--- RECORD EXTRACTS ---
= Beginning of Section =

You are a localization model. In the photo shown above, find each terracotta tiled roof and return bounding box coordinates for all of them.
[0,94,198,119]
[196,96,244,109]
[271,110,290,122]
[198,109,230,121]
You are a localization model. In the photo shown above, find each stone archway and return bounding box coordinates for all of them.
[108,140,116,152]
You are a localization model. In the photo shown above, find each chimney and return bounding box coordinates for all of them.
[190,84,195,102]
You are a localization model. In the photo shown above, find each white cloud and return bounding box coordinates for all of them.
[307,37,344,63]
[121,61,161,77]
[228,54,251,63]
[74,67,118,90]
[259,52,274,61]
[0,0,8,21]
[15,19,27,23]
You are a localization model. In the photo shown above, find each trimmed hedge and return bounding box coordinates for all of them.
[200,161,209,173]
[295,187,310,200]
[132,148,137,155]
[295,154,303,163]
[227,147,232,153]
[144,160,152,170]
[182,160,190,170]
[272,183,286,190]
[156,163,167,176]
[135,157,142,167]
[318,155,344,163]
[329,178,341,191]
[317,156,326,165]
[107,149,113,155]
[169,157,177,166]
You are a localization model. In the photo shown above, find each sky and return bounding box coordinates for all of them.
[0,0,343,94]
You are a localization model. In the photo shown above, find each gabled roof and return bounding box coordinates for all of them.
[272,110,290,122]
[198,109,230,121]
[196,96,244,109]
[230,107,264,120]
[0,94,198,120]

= End of Section =

--- EXERCISE AIM ---
Output the entire listing above without leaving out or altering anything.

--- SOLUTION TO THE EXERCISE ---
You are a localization model. In the photo shown above, find each terracotta tiled roof and return bounding box coordinates for all of them.
[0,94,198,119]
[196,96,244,109]
[271,110,290,122]
[198,109,230,121]
You are a localization model. In the photo shown above, find each stone archway and return bounding box coordinates for all of them.
[108,140,116,152]
You are a localization model. In the photo shown above, find each chimney and return bounding box coordinates for all of them.
[190,84,195,102]
You are a localization model. In the photo shown above, find each white cloud and return bounding box coordinates for all of them.
[307,37,344,63]
[121,61,161,77]
[228,54,251,63]
[74,67,118,90]
[259,52,274,61]
[0,0,8,21]
[15,19,27,23]
You are a localization model. In the photo shown above, find each trimmed hedge and return bounding box coordinates for all of them.
[200,161,209,173]
[295,187,310,200]
[132,148,137,155]
[295,154,303,163]
[227,147,232,153]
[144,160,152,170]
[182,160,190,170]
[272,183,286,190]
[156,163,167,176]
[135,157,142,167]
[318,155,344,163]
[329,178,341,191]
[317,156,326,165]
[107,149,113,155]
[169,157,177,166]
You are a localization model. In the photo shown above, find each sky and return bounding box coordinates for all of them.
[0,0,343,94]
You are a localization model. In the photo shown above, find each gabled roof and return bounding box coordinates for all of them.
[272,110,290,122]
[198,109,230,121]
[196,96,244,109]
[230,107,264,120]
[0,94,198,120]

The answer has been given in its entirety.